# TASK:
The entire listing is to be repeated verbatim.

# DATA FOR THIS TASK:

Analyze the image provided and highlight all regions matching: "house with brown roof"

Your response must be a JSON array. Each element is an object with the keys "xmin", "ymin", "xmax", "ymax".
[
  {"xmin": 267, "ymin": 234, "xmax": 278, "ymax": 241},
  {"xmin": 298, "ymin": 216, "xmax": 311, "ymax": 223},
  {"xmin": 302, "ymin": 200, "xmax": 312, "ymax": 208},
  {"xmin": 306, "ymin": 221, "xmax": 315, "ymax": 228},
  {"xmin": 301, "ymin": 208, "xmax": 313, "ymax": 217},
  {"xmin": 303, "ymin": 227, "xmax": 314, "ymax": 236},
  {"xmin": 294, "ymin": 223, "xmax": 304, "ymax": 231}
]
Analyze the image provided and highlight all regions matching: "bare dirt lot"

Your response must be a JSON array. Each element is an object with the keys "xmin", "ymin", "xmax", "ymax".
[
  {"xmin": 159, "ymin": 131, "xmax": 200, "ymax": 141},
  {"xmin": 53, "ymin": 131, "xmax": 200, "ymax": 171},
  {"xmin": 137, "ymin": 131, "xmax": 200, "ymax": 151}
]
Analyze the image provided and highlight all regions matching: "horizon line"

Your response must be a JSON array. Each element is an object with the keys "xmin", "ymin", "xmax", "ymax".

# WRITTEN SOLUTION:
Analyze the image provided and highlight all regions matching: "house with brown roof"

Your response must be a JSON array. Each element is an object with the keys "xmin", "ymin", "xmax", "ymax".
[
  {"xmin": 267, "ymin": 234, "xmax": 278, "ymax": 241},
  {"xmin": 298, "ymin": 216, "xmax": 311, "ymax": 223},
  {"xmin": 302, "ymin": 200, "xmax": 312, "ymax": 208},
  {"xmin": 306, "ymin": 221, "xmax": 315, "ymax": 228},
  {"xmin": 301, "ymin": 208, "xmax": 313, "ymax": 217},
  {"xmin": 303, "ymin": 227, "xmax": 314, "ymax": 236},
  {"xmin": 294, "ymin": 223, "xmax": 304, "ymax": 231}
]
Analyze the image provided and highlight all regions matching: "bare dirt lot"

Your response must be a JSON array. Each element is an object with the keys "xmin", "ymin", "xmax", "ymax".
[
  {"xmin": 159, "ymin": 131, "xmax": 200, "ymax": 141},
  {"xmin": 53, "ymin": 131, "xmax": 200, "ymax": 171},
  {"xmin": 137, "ymin": 131, "xmax": 200, "ymax": 151}
]
Analyze the image provided and highlight all regions matching: "horizon line"

Your response must be a JSON array. Each element is an object with the keys "xmin", "ymin", "xmax", "ymax".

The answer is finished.